* _WHAT TO DO_: Return only the tail of the data below, word for word: the line with "Target: walk-in closet" and each line after it through the final one.

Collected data
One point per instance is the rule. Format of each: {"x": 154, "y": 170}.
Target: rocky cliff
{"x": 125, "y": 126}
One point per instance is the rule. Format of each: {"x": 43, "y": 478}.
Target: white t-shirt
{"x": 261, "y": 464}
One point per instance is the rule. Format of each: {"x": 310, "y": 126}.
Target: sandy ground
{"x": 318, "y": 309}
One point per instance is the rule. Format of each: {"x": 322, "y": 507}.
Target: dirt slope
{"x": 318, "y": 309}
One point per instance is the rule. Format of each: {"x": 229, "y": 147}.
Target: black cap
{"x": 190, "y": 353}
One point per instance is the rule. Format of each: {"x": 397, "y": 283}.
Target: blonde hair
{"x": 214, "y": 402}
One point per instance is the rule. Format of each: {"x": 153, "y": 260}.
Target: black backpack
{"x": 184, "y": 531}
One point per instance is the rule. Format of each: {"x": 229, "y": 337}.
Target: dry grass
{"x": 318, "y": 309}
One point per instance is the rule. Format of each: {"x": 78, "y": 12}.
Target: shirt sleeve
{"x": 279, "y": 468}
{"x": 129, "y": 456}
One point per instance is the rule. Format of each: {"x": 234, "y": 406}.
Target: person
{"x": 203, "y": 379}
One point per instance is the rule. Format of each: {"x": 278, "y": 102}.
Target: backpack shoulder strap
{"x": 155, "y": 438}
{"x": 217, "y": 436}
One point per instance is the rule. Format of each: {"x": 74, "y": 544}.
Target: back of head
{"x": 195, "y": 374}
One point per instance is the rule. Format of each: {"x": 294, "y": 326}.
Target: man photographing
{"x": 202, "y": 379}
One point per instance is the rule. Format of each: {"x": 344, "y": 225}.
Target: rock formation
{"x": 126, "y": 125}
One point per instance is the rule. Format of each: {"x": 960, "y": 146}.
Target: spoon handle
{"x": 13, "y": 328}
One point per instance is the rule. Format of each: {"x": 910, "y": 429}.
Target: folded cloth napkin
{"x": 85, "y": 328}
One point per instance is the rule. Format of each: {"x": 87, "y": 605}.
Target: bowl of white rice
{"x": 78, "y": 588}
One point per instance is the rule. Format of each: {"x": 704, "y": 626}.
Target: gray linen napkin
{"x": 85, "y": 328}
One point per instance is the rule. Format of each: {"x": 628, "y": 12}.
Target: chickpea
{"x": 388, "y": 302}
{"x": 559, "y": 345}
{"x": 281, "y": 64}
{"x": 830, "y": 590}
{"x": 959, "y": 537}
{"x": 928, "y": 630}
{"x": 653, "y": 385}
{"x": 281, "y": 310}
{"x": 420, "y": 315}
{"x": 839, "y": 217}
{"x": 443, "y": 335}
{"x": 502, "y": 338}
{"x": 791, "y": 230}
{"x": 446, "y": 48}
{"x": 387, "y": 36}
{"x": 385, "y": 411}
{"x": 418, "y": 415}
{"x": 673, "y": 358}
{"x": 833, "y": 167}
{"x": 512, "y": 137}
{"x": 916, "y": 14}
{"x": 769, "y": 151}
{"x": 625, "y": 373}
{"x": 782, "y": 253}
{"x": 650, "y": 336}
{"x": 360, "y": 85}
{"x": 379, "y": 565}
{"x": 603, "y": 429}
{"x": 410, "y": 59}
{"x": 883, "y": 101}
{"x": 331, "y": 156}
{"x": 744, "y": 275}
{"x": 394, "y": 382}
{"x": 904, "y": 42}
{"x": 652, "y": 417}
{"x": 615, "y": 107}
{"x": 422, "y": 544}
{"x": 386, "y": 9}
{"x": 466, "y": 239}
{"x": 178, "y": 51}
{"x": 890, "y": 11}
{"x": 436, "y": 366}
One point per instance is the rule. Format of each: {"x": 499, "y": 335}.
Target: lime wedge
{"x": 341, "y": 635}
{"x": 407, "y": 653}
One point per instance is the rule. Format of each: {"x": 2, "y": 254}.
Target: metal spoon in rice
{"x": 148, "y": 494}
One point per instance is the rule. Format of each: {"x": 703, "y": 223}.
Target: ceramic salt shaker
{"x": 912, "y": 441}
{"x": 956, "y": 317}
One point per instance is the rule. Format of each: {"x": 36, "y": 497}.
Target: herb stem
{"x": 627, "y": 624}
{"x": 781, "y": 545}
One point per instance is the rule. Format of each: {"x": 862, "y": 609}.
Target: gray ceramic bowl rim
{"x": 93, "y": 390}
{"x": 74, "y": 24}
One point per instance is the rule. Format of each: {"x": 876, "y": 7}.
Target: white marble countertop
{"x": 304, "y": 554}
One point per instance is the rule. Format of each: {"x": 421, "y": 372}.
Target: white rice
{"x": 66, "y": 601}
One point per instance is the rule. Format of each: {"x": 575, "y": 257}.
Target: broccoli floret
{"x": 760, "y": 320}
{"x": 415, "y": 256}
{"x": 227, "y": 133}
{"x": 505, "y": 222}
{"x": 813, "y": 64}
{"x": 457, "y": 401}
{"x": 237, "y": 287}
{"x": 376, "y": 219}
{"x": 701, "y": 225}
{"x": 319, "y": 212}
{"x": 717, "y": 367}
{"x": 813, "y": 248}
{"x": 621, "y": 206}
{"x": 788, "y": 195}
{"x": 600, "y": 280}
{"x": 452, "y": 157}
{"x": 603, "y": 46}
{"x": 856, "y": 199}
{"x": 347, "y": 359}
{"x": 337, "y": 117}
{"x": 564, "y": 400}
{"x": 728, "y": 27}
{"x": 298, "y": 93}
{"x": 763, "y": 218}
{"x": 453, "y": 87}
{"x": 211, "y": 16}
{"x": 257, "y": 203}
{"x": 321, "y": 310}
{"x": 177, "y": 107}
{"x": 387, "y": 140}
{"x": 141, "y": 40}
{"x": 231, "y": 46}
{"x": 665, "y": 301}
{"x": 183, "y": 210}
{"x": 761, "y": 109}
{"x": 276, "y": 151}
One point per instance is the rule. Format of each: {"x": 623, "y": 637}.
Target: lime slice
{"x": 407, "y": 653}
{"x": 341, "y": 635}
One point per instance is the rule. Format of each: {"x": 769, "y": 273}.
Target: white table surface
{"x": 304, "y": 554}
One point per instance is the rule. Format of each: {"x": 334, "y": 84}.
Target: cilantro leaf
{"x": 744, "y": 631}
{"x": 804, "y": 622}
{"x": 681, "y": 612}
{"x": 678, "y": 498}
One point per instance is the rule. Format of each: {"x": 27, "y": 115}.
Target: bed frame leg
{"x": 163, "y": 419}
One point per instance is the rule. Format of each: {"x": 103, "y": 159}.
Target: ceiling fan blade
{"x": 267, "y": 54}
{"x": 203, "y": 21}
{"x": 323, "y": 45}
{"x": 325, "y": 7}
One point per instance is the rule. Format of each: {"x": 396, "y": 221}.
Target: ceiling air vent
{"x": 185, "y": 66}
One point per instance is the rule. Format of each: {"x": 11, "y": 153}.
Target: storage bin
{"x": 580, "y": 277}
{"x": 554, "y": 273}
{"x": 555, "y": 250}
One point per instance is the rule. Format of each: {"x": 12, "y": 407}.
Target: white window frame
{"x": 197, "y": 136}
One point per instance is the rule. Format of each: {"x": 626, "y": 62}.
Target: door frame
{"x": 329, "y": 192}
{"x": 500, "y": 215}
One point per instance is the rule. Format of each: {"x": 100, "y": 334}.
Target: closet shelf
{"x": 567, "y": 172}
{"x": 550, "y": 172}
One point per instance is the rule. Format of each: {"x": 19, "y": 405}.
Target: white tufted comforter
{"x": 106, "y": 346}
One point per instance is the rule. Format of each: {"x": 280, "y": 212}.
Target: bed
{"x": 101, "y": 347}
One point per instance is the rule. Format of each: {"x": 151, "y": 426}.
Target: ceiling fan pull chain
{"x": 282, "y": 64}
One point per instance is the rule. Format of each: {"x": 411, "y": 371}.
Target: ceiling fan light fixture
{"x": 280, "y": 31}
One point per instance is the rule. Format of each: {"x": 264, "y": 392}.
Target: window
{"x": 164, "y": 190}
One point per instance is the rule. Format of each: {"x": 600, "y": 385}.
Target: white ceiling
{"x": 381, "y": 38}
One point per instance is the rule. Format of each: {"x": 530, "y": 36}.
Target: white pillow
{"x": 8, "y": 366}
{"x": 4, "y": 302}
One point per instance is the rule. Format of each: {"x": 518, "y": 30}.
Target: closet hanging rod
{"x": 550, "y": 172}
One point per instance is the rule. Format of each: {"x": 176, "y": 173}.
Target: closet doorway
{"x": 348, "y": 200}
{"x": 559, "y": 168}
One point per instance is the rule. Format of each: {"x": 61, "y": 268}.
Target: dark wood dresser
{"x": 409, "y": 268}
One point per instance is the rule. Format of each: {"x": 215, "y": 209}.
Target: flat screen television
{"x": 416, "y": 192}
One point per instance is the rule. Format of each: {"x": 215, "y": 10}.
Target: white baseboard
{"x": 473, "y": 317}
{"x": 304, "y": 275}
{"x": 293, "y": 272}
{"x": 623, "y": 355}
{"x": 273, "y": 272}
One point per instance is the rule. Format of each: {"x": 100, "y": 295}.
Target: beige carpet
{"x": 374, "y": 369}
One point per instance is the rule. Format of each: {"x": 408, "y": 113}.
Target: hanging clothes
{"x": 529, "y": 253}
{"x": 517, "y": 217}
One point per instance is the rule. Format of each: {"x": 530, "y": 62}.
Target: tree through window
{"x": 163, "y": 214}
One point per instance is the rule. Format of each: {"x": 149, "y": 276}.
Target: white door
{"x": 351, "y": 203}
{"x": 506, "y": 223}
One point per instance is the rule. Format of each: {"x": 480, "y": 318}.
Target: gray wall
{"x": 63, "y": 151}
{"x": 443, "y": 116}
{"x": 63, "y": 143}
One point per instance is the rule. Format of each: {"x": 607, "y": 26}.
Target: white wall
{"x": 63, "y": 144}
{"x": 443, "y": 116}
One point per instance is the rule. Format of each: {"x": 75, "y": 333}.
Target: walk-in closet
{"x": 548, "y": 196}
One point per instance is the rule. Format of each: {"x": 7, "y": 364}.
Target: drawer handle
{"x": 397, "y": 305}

* _TASK OUTPUT_:
Target: walk-in closet
{"x": 548, "y": 196}
One point per instance is the rule. Format of each: {"x": 7, "y": 364}.
Target: drawer handle
{"x": 397, "y": 305}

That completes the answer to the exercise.